▶ [The request]
Retype the items from the line containing "the live edge wooden dining" through the line containing "[[842, 149]]", both included, reproducing each line precisely.

(A block of data)
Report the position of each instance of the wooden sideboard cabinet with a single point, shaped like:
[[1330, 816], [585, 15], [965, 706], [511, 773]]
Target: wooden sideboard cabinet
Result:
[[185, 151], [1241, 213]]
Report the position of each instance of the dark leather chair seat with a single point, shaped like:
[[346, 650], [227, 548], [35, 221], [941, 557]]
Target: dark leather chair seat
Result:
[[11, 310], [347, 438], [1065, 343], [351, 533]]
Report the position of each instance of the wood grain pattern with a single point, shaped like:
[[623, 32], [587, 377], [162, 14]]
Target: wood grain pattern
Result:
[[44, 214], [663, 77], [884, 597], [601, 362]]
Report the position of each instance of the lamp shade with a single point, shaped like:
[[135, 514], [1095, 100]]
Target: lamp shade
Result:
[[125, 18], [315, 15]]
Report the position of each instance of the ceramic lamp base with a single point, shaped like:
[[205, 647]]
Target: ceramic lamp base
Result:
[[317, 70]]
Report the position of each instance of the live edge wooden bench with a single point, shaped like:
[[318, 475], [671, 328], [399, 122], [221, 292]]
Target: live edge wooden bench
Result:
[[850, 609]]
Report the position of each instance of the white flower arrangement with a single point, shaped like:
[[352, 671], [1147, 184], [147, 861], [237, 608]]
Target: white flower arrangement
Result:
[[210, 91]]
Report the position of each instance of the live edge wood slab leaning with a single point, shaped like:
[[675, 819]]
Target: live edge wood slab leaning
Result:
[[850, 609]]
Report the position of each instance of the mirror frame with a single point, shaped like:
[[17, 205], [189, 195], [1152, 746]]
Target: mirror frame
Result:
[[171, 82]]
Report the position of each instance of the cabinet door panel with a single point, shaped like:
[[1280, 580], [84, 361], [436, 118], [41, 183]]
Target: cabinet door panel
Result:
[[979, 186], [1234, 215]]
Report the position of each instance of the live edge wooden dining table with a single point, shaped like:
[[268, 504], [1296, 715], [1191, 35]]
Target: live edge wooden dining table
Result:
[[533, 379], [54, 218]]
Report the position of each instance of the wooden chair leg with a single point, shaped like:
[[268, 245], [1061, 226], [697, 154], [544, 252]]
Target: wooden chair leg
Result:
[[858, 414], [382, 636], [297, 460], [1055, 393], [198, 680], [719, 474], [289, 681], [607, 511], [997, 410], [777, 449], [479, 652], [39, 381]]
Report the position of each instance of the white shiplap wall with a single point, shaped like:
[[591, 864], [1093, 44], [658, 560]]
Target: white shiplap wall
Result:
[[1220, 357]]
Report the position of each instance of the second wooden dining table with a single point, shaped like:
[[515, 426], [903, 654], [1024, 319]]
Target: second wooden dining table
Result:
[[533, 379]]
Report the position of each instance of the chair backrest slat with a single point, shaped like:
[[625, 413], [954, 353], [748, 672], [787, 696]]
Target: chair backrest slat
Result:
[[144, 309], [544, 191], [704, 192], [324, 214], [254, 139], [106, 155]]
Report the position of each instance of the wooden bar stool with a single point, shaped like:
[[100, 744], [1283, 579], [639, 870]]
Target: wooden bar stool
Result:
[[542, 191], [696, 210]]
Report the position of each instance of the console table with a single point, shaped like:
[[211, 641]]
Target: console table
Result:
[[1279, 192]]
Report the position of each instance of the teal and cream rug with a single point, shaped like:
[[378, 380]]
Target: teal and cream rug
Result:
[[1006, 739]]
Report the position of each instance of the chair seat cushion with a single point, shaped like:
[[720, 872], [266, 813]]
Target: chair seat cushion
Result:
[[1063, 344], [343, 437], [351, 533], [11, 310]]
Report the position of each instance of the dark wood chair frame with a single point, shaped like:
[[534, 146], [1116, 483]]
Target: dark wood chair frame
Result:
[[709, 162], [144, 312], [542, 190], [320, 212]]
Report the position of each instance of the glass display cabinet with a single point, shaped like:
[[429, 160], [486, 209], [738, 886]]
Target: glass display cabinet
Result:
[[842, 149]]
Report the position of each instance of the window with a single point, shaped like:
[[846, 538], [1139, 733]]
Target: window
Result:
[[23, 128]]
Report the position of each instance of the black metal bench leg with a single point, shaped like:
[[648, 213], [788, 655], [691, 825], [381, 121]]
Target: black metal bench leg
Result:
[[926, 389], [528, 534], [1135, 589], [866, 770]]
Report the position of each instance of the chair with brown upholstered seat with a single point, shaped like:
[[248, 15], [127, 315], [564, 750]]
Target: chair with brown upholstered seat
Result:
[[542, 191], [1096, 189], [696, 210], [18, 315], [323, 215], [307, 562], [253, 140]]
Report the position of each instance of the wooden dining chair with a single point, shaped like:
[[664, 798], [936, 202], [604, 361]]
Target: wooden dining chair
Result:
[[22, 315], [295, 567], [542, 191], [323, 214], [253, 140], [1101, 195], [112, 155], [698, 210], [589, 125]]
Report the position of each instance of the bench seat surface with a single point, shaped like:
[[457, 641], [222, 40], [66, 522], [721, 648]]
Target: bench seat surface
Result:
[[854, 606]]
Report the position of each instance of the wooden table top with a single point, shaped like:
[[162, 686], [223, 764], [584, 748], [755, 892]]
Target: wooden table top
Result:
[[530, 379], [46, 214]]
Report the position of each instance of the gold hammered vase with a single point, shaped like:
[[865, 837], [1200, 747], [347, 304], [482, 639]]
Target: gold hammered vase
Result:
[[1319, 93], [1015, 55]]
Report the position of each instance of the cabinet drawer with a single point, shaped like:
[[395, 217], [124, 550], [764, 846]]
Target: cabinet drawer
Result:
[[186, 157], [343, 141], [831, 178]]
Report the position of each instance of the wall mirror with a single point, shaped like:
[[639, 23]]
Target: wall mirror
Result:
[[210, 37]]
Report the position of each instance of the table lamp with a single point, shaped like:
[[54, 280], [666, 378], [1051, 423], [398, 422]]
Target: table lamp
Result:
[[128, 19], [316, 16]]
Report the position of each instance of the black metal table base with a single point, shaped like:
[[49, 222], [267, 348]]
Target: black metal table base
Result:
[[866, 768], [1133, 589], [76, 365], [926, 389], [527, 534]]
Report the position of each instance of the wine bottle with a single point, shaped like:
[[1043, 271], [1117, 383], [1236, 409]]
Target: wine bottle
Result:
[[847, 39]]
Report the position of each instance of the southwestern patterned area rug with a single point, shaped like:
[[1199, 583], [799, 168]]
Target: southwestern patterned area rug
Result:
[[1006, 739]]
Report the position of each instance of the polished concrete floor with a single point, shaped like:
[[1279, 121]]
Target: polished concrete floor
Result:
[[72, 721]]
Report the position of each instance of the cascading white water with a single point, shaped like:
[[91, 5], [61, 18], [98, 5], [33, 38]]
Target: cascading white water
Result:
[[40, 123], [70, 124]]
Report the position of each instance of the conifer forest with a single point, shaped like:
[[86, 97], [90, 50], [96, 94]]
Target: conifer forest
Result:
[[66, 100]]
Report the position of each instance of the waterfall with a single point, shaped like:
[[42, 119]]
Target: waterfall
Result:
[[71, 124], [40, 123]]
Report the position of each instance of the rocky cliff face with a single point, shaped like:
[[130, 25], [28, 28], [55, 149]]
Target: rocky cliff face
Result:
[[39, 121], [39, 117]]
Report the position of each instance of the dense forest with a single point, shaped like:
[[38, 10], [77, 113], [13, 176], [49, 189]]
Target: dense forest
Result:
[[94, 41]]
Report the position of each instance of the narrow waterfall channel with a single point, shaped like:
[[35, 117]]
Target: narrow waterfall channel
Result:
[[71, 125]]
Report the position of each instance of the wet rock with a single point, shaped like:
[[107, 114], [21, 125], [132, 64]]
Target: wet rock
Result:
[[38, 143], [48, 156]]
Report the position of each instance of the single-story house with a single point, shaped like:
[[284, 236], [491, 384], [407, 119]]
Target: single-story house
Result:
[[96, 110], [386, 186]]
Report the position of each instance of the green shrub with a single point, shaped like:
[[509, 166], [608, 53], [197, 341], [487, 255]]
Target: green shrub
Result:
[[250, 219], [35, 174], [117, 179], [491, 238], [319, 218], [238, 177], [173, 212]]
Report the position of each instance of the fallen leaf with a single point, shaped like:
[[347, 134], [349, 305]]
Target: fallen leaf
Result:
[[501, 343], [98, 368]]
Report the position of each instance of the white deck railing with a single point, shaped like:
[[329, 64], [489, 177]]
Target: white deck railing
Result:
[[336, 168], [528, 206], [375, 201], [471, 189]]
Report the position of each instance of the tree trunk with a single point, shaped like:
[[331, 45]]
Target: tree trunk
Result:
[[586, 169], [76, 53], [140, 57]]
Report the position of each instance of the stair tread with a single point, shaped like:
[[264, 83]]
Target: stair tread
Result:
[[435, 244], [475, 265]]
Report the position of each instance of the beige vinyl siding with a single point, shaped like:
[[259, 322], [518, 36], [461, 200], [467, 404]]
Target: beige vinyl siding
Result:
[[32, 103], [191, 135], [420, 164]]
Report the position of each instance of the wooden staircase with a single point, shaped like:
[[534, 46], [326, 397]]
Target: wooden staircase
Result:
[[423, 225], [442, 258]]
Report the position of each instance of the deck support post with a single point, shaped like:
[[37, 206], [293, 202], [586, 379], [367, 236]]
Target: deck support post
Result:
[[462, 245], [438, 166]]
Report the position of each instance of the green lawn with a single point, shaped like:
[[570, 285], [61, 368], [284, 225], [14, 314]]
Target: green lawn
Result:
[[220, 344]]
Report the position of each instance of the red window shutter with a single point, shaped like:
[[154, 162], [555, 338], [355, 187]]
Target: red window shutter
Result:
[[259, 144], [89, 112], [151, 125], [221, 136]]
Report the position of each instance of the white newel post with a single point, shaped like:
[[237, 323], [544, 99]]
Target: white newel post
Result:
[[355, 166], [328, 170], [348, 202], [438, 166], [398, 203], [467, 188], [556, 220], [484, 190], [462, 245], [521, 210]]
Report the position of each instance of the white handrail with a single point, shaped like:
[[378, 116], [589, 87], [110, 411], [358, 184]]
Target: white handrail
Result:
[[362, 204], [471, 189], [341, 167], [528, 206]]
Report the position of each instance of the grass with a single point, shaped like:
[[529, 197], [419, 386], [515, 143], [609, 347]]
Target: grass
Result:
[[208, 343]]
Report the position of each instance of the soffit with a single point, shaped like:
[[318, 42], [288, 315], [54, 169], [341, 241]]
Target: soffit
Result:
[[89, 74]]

▶ [Exercise answer]
Report the position of each instance of the live edge wooden dining table with a single point, shaped like:
[[268, 504], [1296, 715], [1191, 35]]
Target: live edge wooden dining table
Result:
[[533, 379], [54, 218]]
Report the position of each instance of the wooden chair leg with a single point, shaped like:
[[268, 245], [1061, 226], [697, 154], [544, 252]]
Target: wooden chair leg
Result:
[[858, 414], [382, 636], [297, 460], [1055, 393], [198, 680], [719, 474], [289, 681], [607, 511], [997, 410], [777, 449], [479, 652], [39, 381]]
Report the position of each instance of the white shiplap wall with a single point, shaped like:
[[591, 864], [1093, 44], [658, 560]]
Target: white shiplap wall
Result:
[[1220, 357]]
Report the position of each instance of the second wooden dining table with a single point, shaped like:
[[515, 426], [903, 654], [1024, 319]]
Target: second wooden dining table
Result:
[[533, 379]]
Report the position of each instance of the chair backrest slat with a single point, shaped like:
[[625, 413], [954, 353], [748, 672], [787, 696]]
Target: chair backrest slat
Result:
[[144, 309], [544, 191], [704, 192], [324, 214], [254, 139], [106, 155]]
Report the position of each instance of the wooden bar stool with a single point, shaped like:
[[100, 744], [1283, 579], [639, 870]]
Target: wooden bar stool
Result:
[[542, 191], [696, 210]]
Report the position of each instance of the console table with a single point, shaped like:
[[211, 641]]
Target: console table
Result:
[[1279, 192]]
Report the position of each instance of the teal and cream rug with a single point, shaped like:
[[378, 380]]
Target: teal and cream rug
Result:
[[1006, 739]]
Report the position of each instance of the chair seat cushion with a single point, shaped like:
[[720, 872], [266, 813]]
Target: chair seat cushion
Result:
[[1063, 344], [343, 437], [351, 533], [11, 310]]
Report the position of each instance of the dark wood chair frame with a single point, shaped like:
[[534, 146], [1116, 483]]
Target: dark wood chair frame
Result:
[[709, 162], [144, 312], [542, 190], [320, 212]]
Report the position of each instance of the glass display cabinet with a single point, shaped like:
[[429, 160], [486, 209], [738, 886]]
Target: glass display cabinet
Result:
[[842, 149]]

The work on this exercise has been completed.